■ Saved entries
* Start *

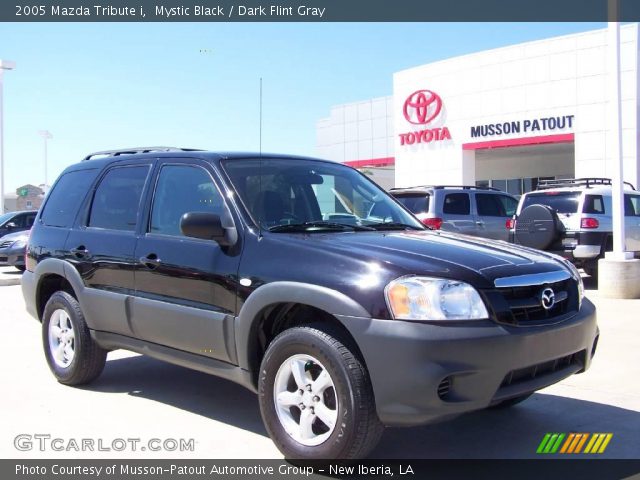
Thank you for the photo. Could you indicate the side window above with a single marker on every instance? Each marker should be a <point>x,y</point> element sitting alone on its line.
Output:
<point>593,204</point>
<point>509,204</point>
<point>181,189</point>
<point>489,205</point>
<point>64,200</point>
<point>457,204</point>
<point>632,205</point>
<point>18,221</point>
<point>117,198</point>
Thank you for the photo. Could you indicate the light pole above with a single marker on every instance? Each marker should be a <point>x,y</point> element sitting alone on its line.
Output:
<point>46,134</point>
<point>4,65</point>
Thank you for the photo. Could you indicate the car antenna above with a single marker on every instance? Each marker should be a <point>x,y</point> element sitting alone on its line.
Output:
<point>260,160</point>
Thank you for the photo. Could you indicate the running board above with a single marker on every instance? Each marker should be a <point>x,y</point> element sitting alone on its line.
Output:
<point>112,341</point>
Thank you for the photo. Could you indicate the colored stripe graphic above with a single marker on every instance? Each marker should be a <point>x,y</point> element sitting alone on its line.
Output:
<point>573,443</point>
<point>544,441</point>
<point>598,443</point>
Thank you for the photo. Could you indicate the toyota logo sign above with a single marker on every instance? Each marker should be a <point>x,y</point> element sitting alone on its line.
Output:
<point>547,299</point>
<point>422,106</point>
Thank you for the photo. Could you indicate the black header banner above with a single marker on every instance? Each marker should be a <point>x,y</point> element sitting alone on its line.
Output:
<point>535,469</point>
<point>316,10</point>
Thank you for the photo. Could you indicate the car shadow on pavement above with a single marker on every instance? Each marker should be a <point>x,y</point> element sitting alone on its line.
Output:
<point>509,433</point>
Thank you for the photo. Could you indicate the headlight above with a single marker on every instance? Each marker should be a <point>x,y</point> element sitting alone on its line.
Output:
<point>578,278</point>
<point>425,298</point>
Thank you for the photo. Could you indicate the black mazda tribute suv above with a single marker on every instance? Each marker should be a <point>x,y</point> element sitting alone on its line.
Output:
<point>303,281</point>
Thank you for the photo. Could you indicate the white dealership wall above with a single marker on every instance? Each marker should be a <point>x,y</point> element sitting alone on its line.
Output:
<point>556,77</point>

* End *

■ Stated exercise
Please reproduce every one of the lines above word for word, leaving out the pictures.

■ Expected answer
Thank you for the photo. Could you indicate the side window above with a single marker on every instance? Each marker should be a <point>x,y</point> element sitting alone on its line.
Output:
<point>593,204</point>
<point>509,204</point>
<point>181,189</point>
<point>489,205</point>
<point>64,200</point>
<point>457,204</point>
<point>632,205</point>
<point>18,221</point>
<point>117,198</point>
Thank you for the photo. Could you indicate the light pole above with a single marker on every instance? Each marker should be a <point>x,y</point> element sitting alone on its line.
Output:
<point>46,134</point>
<point>4,65</point>
Thank you for the photo. Could you indicate the car antenna above with a single marker on every instance? Each marker should be a <point>x,y</point> element sitting alone on its line.
Output:
<point>260,160</point>
Thank you for the photo. Could you indicate the running board above with a single marker on every instance? Each marker should be a <point>x,y</point> element sitting alone on its line.
Output:
<point>112,341</point>
Thank you for the photo. Could you indicate the colored stripe graphic above with a single marker on every instance? Each marker should be a <point>x,y</point> element sitting alone on its line.
Output:
<point>573,443</point>
<point>544,441</point>
<point>598,443</point>
Thank you for the photo. Could you indicate the toyota logo sign above with a single marker on every instance? Each marker should be a <point>x,y</point> element sitting alone on its line.
Output:
<point>547,299</point>
<point>422,106</point>
Thank you for the photo. Could you indicate the black header banner above with a single marker on every instance? Each marker should be a <point>x,y</point> element sitting alone on its line.
Output:
<point>535,469</point>
<point>316,10</point>
Thank you for the photo. Could you indicate the car shadow on pavement above with a single marker on every instance? Each marker should be a <point>x,y</point> element sitting alone on its line.
Output:
<point>509,433</point>
Thank you for the photo. Could you indicate the headlight above with a single marker on every instance? Each marker should be a <point>x,y</point> element sitting alone on its line.
Output:
<point>578,278</point>
<point>425,298</point>
Thank you for the photo. Could you indicate the black mazda tribute suv above with a single marker on every instance? Each marker should be a <point>x,y</point> element sitting alone on its line.
Output:
<point>303,281</point>
Thank you for the photo. Could you indicate the white dealership wall above with a single marker on every instance? Each marker should be a <point>x,y</point> element sitting alone on its line.
Output:
<point>556,77</point>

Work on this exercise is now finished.